• VOS TÂCHES
A. D'après le texte sur le procès Pelicot, pourquoi faut-il parler de « théorie du sexe » plutôt que de « réalité du sexe » ?
B. Reprenez le texte sur le procès Pelicot à partir de sa dernière phrase et poursuivez-le.

== TEXTE D'ÉTUDE

Le procès Pelicot met en jeu un crime perpétré par des hommes qui ne représentent pas qu’eux-mêmes, mais la masculinité en tant que telle ; du moins une certaine forme de masculinité ; la masculinité prétendument naturelle, et donc naturellement héréditaire et autoritaire ; la masculinité fondée sur le machisme et, au-delà du machisme, sur ce qu’on pourrait appeler la « théorie du sexe ».

Pourquoi « théorie » ? Pourquoi pas « réalité du sexe » ?

Eh bien, précisément, parce que le choix de notre sexe ne nous appartient pas, qu’il nous est imposé par d’autres que soi, et cela dès notre naissance, sans qu’il soit question du moindre consentement.

Or le sexe ne définit pas seulement une fonction biologique. Il détermine également une sexualité, autrement dit un certain rapport aux autres. Mais, surtout, il fonde une personnalité – c’est-à-dire un univers mental et sentimental logé au cœur de ce que nous avons de plus intime.

Comment se fait-il que ce fondement ne nous appartienne pas ? Hein ? Comment se fait-il que ce ne soit pas à moi de décider si je suis un mâle ou une femelle, ou même autre chose qu’un mâle ou qu’une femelle ?

Hein ? Pourquoi ne puis-je pas choisir d’être un homme ou d’être une femme ?

====
== ENTRÉES DU CORPUS

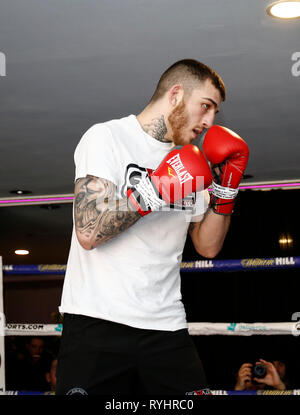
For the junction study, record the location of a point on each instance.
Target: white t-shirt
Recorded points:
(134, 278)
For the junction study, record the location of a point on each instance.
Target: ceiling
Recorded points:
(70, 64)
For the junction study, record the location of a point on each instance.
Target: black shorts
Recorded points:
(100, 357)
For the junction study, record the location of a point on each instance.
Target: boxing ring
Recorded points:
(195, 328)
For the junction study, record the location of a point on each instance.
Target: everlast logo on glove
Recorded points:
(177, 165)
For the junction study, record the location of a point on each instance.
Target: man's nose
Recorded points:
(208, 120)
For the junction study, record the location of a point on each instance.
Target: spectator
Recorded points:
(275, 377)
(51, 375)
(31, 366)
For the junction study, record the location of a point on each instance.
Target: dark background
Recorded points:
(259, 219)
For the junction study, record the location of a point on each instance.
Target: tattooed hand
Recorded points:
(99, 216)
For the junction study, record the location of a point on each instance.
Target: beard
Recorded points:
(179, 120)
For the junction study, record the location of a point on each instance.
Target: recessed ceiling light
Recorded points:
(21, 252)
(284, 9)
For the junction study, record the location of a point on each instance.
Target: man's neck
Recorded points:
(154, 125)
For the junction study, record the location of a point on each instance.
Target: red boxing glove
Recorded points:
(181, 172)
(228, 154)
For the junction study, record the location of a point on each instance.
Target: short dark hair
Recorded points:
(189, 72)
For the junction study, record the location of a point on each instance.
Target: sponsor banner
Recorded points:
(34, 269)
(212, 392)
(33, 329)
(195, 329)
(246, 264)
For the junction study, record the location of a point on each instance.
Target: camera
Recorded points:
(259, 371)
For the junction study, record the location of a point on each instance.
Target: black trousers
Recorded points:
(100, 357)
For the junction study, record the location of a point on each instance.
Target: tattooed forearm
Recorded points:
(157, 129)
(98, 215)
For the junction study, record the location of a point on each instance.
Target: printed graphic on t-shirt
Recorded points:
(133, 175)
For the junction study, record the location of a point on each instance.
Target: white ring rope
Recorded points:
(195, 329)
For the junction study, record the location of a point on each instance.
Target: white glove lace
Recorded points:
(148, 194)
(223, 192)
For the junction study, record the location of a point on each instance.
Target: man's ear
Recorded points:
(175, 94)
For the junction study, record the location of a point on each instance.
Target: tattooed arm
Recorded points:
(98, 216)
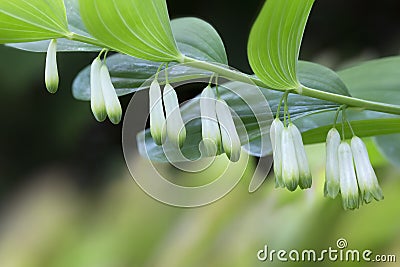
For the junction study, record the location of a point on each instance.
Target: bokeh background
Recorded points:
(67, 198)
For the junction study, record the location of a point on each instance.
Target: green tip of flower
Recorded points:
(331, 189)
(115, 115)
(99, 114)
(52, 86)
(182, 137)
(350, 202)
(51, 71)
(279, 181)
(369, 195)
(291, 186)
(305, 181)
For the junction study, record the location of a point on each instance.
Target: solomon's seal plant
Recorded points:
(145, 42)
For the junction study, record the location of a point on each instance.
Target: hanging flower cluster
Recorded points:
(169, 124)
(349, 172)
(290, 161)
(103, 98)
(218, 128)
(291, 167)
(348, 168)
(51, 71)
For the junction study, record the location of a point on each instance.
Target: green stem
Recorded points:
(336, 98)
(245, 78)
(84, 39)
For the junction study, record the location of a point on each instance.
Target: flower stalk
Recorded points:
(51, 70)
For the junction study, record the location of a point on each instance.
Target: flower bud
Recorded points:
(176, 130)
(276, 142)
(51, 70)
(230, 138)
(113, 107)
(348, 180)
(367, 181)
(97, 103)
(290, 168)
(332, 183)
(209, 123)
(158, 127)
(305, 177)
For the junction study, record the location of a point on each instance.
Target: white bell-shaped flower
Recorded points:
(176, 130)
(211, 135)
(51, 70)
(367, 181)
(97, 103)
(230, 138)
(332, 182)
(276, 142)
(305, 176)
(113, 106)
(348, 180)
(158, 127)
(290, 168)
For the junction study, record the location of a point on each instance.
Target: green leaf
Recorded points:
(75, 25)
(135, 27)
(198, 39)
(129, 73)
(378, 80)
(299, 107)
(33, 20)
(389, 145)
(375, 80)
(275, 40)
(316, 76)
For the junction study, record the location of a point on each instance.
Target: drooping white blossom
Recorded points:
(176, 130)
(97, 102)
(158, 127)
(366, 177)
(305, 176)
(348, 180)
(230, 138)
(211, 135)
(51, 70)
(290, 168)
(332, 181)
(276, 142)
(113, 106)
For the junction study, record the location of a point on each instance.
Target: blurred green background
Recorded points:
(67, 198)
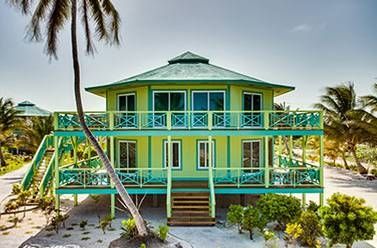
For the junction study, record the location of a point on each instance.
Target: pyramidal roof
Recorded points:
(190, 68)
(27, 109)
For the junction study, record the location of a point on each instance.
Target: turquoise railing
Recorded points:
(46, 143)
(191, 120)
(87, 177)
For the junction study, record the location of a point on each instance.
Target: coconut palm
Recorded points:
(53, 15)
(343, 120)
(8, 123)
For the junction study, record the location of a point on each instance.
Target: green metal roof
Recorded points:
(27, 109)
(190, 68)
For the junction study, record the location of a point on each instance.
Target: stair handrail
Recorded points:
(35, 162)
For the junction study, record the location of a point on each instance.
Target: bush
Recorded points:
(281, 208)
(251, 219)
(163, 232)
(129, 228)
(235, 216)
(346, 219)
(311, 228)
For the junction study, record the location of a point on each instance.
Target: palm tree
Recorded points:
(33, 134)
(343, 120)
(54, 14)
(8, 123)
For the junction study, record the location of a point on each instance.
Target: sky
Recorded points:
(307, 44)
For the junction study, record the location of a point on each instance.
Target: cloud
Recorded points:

====

• RÉPONSES PAR TÂCHE
A. Parce que le choix de notre sexe ne nous appartient pas : il nous est imposé par d'autres dès notre naissance, sans le moindre consentement.

B.
Hein ? Pourquoi n’y a-t-il que ces deux options possibles, mutuellement exclusives, selon la théorie du sexe ? Hein ? Pourquoi ne puis-je pas contester le bien-fondé de cette théorie soi-disant naturelle ?

Questions

Ces questions ont commencé à apparaître dans l’espace public il y a un peu plus de cent cinquante ans, avec la publication en 1864 de l’ouvrage de Karl Heinrich Ulrichs, Recherches sur l’énigme de l’amour entre hommes, où il révélait l’existence d’un « troisième sexe » ni masculin ni féminin, ou à la fois masculin et féminin.

Un « troisième sexe » auquel il appartenait lui-même et qui comptait un nombre considérable de personnes. Il se proposait précisément d’en témoigner.

Un « troisième sexe » qui défiait la théorie communément admise et qui valut à son auteur toutes sortes d’ennuis.

Récemment, dans son livre La Loi du genre, Laure Murat a retracé l’histoire de ce concept en étudiant notamment la manière dont il influença Proust.

Une âme de femme dans un corps d’homme

La véritable beauté, selon Proust, ne peut pas être contemplée de l’extérieur, c’est-à-dire par les yeux. « On doit la pressentir et l’aimer comme une âme à travers des ombres infinies, plutôt que de la saisir matérielle[i] ».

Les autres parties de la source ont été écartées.